**WHAT IS EXPECTED**. Starting at the line that contains "Where can the electric" and running to the end of the rows, rewrite every line, requests included. Multiply each point coordinate in the answers by 0.4 and round to whole numbers with halves going up, but leave the requests and their sample points unchanged.

[Rows in a dataset]

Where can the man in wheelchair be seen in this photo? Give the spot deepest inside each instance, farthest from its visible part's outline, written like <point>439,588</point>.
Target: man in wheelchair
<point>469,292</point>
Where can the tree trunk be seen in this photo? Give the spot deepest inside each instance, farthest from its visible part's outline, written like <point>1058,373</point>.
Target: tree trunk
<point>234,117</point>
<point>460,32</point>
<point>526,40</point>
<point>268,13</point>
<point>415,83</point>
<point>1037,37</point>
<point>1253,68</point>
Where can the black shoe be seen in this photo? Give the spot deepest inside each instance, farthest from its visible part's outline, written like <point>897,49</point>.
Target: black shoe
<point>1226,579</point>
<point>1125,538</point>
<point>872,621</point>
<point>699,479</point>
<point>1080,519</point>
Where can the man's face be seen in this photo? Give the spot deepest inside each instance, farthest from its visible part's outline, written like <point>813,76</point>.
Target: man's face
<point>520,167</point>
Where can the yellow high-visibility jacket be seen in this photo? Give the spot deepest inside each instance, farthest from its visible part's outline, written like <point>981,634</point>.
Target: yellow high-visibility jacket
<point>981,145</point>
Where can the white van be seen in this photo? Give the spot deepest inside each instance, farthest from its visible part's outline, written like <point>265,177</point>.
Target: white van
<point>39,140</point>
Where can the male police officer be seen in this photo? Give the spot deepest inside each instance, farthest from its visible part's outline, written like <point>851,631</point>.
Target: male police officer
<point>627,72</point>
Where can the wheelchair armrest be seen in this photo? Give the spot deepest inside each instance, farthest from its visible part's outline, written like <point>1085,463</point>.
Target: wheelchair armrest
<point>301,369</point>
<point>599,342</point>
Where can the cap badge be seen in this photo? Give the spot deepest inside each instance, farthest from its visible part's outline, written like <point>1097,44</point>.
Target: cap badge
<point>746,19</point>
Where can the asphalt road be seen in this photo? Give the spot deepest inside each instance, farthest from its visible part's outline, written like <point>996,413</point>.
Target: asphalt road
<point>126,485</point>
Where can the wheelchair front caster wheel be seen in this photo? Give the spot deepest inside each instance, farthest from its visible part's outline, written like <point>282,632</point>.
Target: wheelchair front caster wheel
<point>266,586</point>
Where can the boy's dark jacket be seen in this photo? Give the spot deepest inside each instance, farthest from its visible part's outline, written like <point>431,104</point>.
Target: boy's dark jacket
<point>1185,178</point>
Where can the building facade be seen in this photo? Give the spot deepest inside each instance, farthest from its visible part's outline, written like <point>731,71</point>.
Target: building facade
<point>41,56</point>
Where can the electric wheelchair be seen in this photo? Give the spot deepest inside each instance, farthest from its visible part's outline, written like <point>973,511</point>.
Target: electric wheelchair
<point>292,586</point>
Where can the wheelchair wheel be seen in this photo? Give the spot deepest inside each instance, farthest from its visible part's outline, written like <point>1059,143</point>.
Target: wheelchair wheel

**ANSWER FOR THE TASK**.
Where can the electric wheelchair be seen in this photo? Give the spot deepest inside each instance, farthest from its visible part's outline, written like <point>973,511</point>.
Target: electric wheelchair
<point>117,234</point>
Where can the wheelchair wheel be seen in this photo? Give the spot deepest inside each instance, farthest from its visible part's outline, written like <point>1059,143</point>.
Target: wheelchair wheel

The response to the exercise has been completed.